What to work on = Gather every line of the records that contains the word "metal", and copy each one in full.

..............................

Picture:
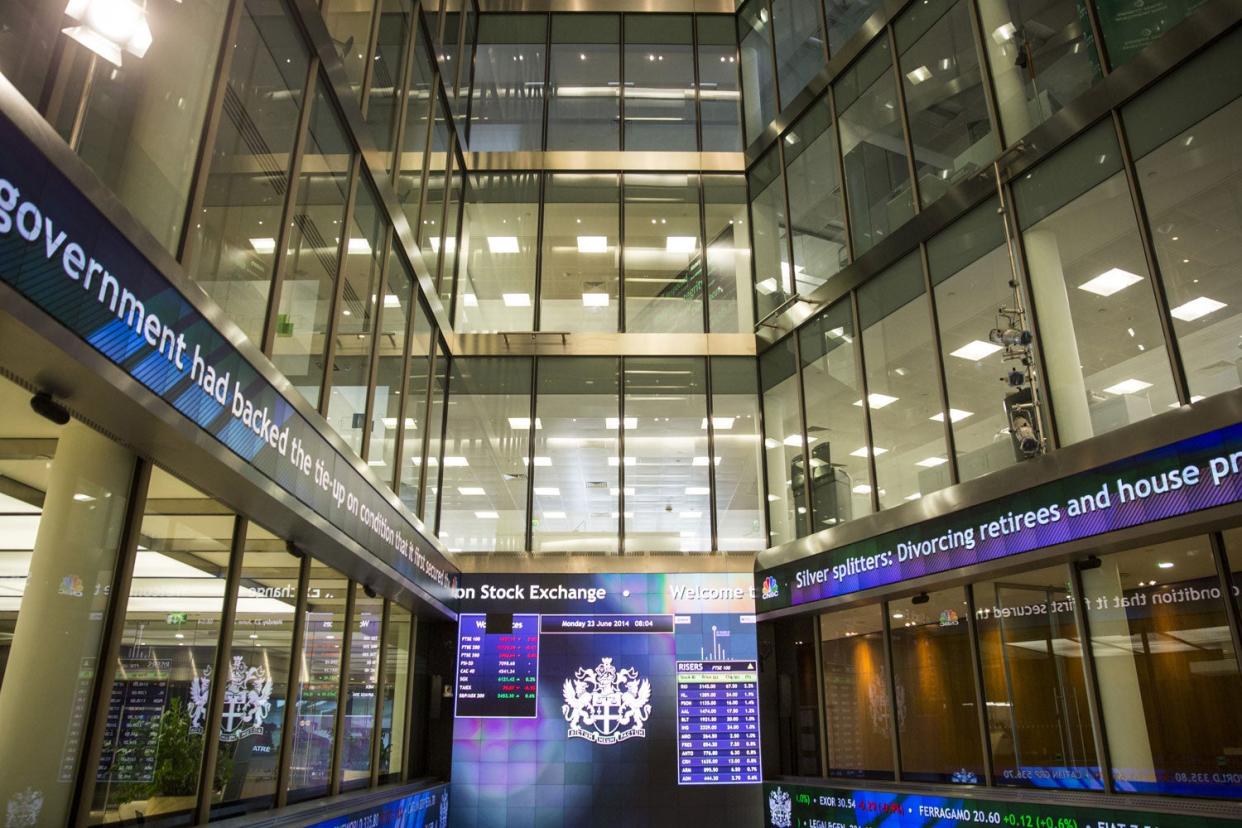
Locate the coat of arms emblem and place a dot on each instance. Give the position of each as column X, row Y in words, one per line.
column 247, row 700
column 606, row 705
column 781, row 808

..............................

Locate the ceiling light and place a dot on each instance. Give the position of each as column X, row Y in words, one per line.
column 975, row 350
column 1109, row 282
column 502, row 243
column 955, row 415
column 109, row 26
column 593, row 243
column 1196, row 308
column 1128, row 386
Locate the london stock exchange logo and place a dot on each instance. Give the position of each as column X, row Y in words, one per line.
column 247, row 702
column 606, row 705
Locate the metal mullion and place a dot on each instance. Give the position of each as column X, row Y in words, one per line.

..............................

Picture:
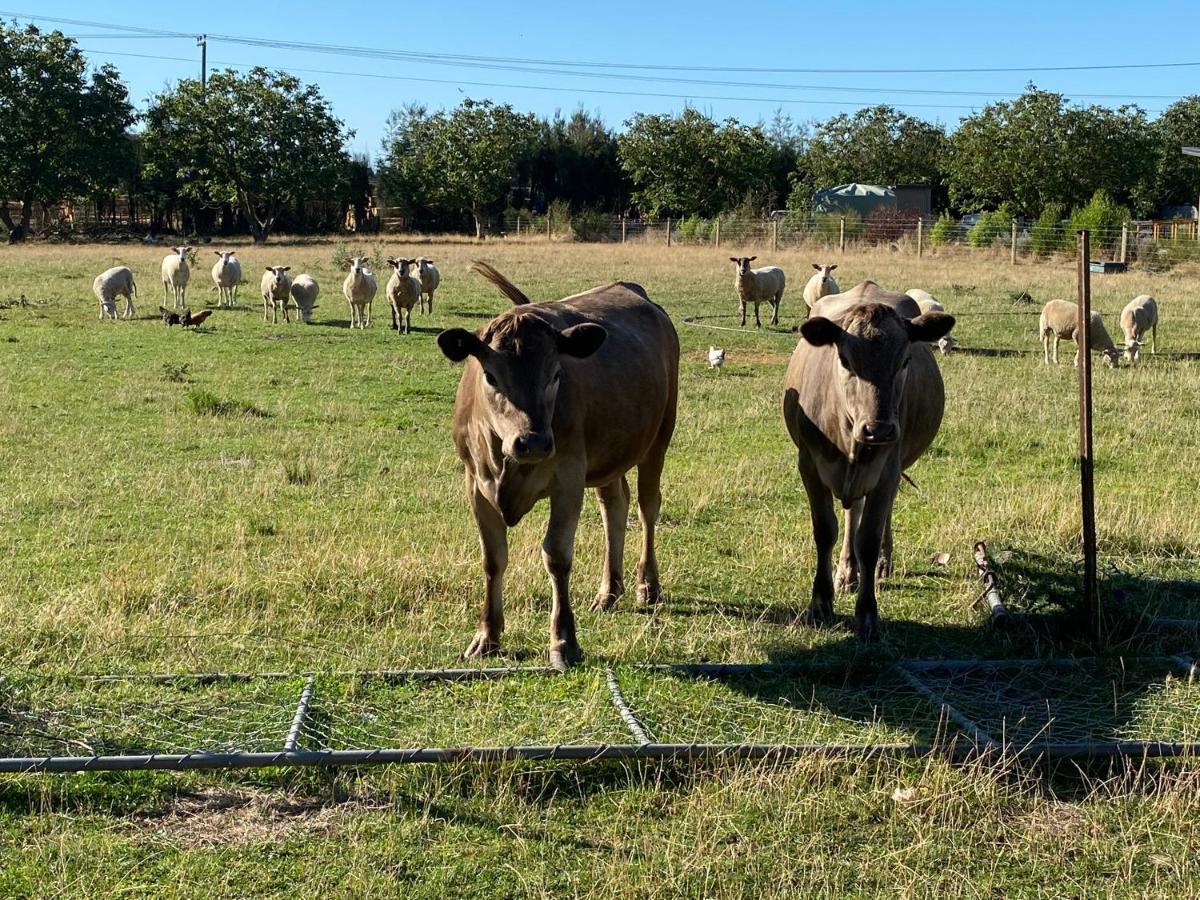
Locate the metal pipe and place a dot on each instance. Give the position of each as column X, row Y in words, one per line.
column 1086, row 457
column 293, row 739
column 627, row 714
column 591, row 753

..............................

Answer to this exercise =
Locate the metal mullion and place a dot on each instance. Give the position of each as column X, row Y in words, one per line.
Locate the metal pipe and place a dot on each instance. Give the position of each as column X, row Y in words, one per line.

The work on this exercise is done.